WRITTEN REQUEST A
Reproduce everything in the compliance speech from "As all of you" down to "power to harm.".
WRITTEN REQUEST B
According to the compliance speech, which two organizations are hosting the money laundering enforcement conference?
WRITTEN REQUEST C
Using the compliance speech, explain why even a small fraudulent adjustment of a rate or a fee can do great damage.

~ Monday, November 18, 2013
Thank you, Amy, for that kind introduction. I would also like to thank both the American Bar Association and the American Bankers Association for hosting this money laundering enforcement conference and inviting me to speak today. I am honored to be here, especially on the 25th anniversary of this important conference, which provides invaluable Bank Secrecy Act and anti-money laundering training – and underscores the vital importance of the compliance function at financial institutions.
As all of you know, banking and financial services play a vital role in our country. They spawn growth, spread risk, facilitate the creation of jobs, and generally drive our economy. Without it, much of the prosperity that allows for our freedoms and our power in the world would not exist.
But it is also susceptible to abuse. It can be used to launder the illegal proceeds of criminal and terrorist organizations. It can be used to defraud people, particularly when the transactions are complex. And the flow of dollars through our financial system is so large, that even a small fraudulent adjustment of a rate or a fee can result in billions of dollars being illegally diverted. Just as the financial industry has the power to create great good, it has the power to create great harm. The crash in 2008 was a stark reminder of this power to harm.
At the Department of Justice, we know that compliance officers within financial institutions, and the lawyers, bankers, and others who work with them, are the first line of defense against abuse within these institutions. Compliance officers are critical to protecting both a bank’s reputation and its bottom line. They’re essential when it comes to preventing criminal activity – and if that effort is not entirely successful, detecting and reporting such conduct. It is not an exaggeration to say that compliance is fundamental to protecting the security of our financial institutions and is essential to the integrity of our entire financial system.
Despite, and in some ways because of, this crucial role, I know that working in compliance is often difficult. Compliance is seldom thought of as a “money-maker” for any bank, and it may be challenging to get sufficient resources and authority to do the job well. To some, compliance may not seem to fit within the culture of a fast-moving, cutting-edge institution. And at times, certain business units or managers may seem downright hostile toward the compliance function.

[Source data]
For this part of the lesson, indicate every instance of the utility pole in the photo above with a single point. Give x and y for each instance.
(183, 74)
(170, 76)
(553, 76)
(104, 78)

EXERCISE SOLUTION A
As all of you know, banking and financial services play a vital role in our country. They spawn growth, spread risk, facilitate the creation of jobs, and generally drive our economy. Without it, much of the prosperity that allows for our freedoms and our power in the world would not exist.
But it is also susceptible to abuse. It can be used to launder the illegal proceeds of criminal and terrorist organizations. It can be used to defraud people, particularly when the transactions are complex. And the flow of dollars through our financial system is so large, that even a small fraudulent adjustment of a rate or a fee can result in billions of dollars being illegally diverted. Just as the financial industry has the power to create great good, it has the power to create great harm. The crash in 2008 was a stark reminder of this power to harm.

EXERCISE SOLUTION B
The American Bar Association and the American Bankers Association are hosting it.

EXERCISE SOLUTION C
The flow of dollars through the financial system is so large that even a small fraudulent adjustment of a rate or a fee can result in billions of dollars being illegally diverted.